#### Data to process
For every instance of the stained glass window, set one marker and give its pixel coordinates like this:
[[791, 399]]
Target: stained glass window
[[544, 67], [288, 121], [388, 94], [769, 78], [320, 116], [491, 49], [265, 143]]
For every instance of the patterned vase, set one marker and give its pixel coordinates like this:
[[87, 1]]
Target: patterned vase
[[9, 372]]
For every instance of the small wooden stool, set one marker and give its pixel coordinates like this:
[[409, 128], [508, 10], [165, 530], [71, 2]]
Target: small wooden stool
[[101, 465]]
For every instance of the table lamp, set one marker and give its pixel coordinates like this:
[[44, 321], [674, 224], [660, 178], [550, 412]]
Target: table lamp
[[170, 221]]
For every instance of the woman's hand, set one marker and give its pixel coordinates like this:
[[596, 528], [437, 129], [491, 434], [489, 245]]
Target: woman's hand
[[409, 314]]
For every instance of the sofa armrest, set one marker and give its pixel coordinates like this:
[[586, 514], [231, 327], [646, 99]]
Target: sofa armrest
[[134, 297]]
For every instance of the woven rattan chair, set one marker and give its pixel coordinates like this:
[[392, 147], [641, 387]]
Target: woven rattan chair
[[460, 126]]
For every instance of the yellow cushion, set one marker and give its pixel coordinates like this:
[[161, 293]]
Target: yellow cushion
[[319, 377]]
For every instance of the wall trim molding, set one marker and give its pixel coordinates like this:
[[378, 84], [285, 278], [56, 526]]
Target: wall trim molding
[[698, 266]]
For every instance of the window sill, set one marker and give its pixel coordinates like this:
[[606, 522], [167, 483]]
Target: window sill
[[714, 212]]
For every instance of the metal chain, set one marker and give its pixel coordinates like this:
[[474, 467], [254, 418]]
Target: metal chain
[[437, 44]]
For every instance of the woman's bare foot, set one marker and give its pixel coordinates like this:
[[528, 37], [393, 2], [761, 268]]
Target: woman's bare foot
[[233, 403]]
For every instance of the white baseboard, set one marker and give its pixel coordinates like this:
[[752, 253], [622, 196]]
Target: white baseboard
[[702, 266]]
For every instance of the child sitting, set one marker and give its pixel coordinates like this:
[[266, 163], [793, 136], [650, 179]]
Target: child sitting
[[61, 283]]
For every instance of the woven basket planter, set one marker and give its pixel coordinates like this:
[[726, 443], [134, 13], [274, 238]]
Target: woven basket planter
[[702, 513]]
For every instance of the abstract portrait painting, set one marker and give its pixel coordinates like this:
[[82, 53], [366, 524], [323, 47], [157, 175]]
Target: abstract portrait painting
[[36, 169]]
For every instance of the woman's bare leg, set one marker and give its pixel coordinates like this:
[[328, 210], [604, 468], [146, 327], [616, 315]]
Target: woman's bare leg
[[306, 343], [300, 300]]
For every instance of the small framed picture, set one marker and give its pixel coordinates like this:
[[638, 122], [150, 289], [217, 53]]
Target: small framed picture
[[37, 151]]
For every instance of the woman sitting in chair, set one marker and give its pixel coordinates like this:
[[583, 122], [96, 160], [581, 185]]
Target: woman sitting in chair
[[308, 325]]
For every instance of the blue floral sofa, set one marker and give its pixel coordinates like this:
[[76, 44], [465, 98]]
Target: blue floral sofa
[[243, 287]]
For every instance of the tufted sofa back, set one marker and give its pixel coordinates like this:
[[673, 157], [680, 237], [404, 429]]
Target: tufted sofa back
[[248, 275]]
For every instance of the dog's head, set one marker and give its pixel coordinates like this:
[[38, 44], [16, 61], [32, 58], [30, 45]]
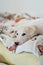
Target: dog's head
[[24, 33]]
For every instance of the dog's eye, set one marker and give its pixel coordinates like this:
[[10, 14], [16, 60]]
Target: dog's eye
[[23, 34], [12, 31], [17, 33]]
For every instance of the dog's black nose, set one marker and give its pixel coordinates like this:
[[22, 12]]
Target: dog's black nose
[[16, 43]]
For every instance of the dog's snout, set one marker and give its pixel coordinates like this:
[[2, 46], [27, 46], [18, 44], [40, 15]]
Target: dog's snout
[[17, 43]]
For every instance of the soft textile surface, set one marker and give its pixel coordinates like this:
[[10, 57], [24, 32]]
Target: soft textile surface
[[6, 22], [19, 59]]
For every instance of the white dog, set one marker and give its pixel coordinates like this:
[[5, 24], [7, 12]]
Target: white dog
[[24, 33]]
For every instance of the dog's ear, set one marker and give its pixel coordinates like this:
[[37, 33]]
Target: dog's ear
[[33, 30]]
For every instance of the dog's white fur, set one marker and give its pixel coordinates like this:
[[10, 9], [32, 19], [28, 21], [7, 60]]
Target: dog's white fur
[[28, 31]]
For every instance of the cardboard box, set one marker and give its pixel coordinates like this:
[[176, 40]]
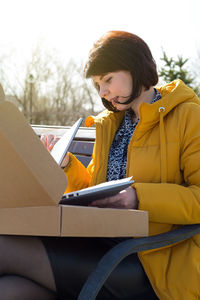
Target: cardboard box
[[32, 184]]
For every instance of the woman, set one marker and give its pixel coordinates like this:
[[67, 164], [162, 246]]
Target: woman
[[152, 134]]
########
Print every entry exactly; omit the pictures.

* **Your solution**:
For every instance of the stained glass window, set one marker and give its pixel coordinates like this:
[[791, 399]]
Target: stained glass window
[[544, 67], [288, 121], [388, 94], [769, 78], [320, 116], [491, 49], [265, 143]]
For every instance of the patterned vase, set one marker and give its pixel coordinates like this:
[[87, 1]]
Target: patterned vase
[[9, 372]]
For every instance of the small wooden stool, set one marker and give its pixel coordinates like this:
[[409, 128], [508, 10], [165, 530], [71, 2]]
Target: small wooden stool
[[101, 465]]
For every instance of the table lamp, set one marker and give its pixel coordinates like this:
[[44, 321], [674, 224], [660, 178], [550, 412]]
Target: table lamp
[[170, 221]]
For every instance of the woman's hand, set one marker and give its pixel coordinates like this:
[[596, 528], [437, 129], [491, 434], [489, 245]]
Target: woman's hand
[[409, 314]]
For every instance of the sofa armrest, set one marker and give its pixel coordinates like this:
[[586, 514], [231, 327], [646, 99]]
Target: sofa armrest
[[134, 297]]
For every instance of the woven rattan chair, set one marker and give its pixel coordinates like this:
[[392, 147], [641, 387]]
Target: woven rattan chair
[[460, 126]]
For every instance of the yellow cushion, set one marker and give its pixel coordinates like this:
[[161, 293]]
Target: yellow cushion
[[319, 377]]
For every instance of the wall trim molding, set one marker and give its pixel coordinates like this:
[[378, 84], [285, 278], [56, 526]]
Target: wall trim molding
[[698, 266]]
For every instance of the window sill, set one marker and give its pixel coordinates like this:
[[606, 522], [167, 483]]
Target: window sill
[[714, 212]]
For every instance of the metal chain, set one marker and give its pixel coordinates like this:
[[474, 467], [254, 418]]
Target: metal chain
[[437, 44]]
For every instance of the woman's bare foot, set one marker and give its pixel coordinates like this:
[[528, 37], [393, 2], [761, 268]]
Target: woman's bare foot
[[233, 403]]
For every instance of the white baseboard, set one marker and give its pixel coordinates like this:
[[752, 253], [622, 196]]
Target: white baseboard
[[702, 266]]
For every instance of the child sitting, set one marker and give its pixel coordinates like this:
[[266, 163], [793, 136], [650, 179]]
Target: child sitting
[[61, 283]]
For every instance of the woven basket planter, set one marker and give its pixel coordinates like this:
[[726, 443], [134, 13], [274, 238]]
Target: woven basket planter
[[702, 513]]
For every instance of the abstract portrait painting, set one marker and give its pixel coordinates like this:
[[82, 53], [366, 524], [323, 47], [157, 175]]
Target: abstract portrait painting
[[36, 169]]
For every instance of the woman's bare leg, set one marker and give its pixel coordinates like this:
[[328, 210], [604, 468], [146, 327], [616, 315]]
Target: woman's bare leg
[[306, 343], [300, 300]]
For every instance of the small framed picture, set one marker and give its pixel coordinates like this:
[[638, 122], [150, 289], [217, 53]]
Target: small framed picture
[[37, 151]]
For every instance of the woman sitting in chair, set one marker and give its pixel coordinates like this:
[[583, 122], [96, 160], [581, 185]]
Target: woman sitting in chair
[[308, 325]]
For every instance of the blue floral sofa, set one marker and give its pixel coordinates like this:
[[76, 44], [465, 98]]
Target: blue floral sofa
[[243, 287]]
For every instance of the tufted sofa back, set one marker and give its pixel coordinates like this:
[[673, 157], [680, 237], [404, 429]]
Target: tufted sofa back
[[248, 275]]
For every instance of the dog's head, set one marker and give its pixel coordinates like this:
[[38, 44], [16, 61], [32, 58], [30, 45]]
Target: dog's head
[[24, 33]]
For every instance of the dog's eye, set one marker and give its pixel coordinates like this:
[[10, 14], [16, 60]]
Target: dog's eye
[[23, 34], [12, 31], [17, 33]]
For every instance of the dog's black nose, set one marker and give its pixel coordinates like this:
[[22, 12]]
Target: dog's black nose
[[16, 43]]
For every instance of the dog's snout, set one marker and give its pixel coordinates like this:
[[2, 46], [27, 46], [18, 44], [40, 15]]
Target: dog's snout
[[17, 43]]
For every instance of the soft textile surface, set one marker and give its pixel coordinates like this:
[[10, 57], [24, 32]]
Target: soft textile surface
[[6, 22], [19, 59]]
For every instance of the white dog, set one marker and give its pixel coordinates like this:
[[5, 24], [7, 12]]
Target: white dog
[[24, 33]]
For every instance of the dog's ear, set one marker and give its pixel coordinates like this:
[[37, 33]]
Target: dog's ear
[[33, 30]]
For every instance of the dog's white fur, set one marker and give its pixel coordinates like this:
[[10, 9], [32, 19], [28, 21], [7, 60]]
Target: dog's white fur
[[28, 31]]
For every instance of the cardboard box, set one marker and give its pixel coordinates like this:
[[176, 40]]
Target: cardboard box
[[32, 184]]
For every instance of the woman, set one marker and give its pixel coordinates like this:
[[67, 164], [162, 246]]
Target: woman
[[152, 134]]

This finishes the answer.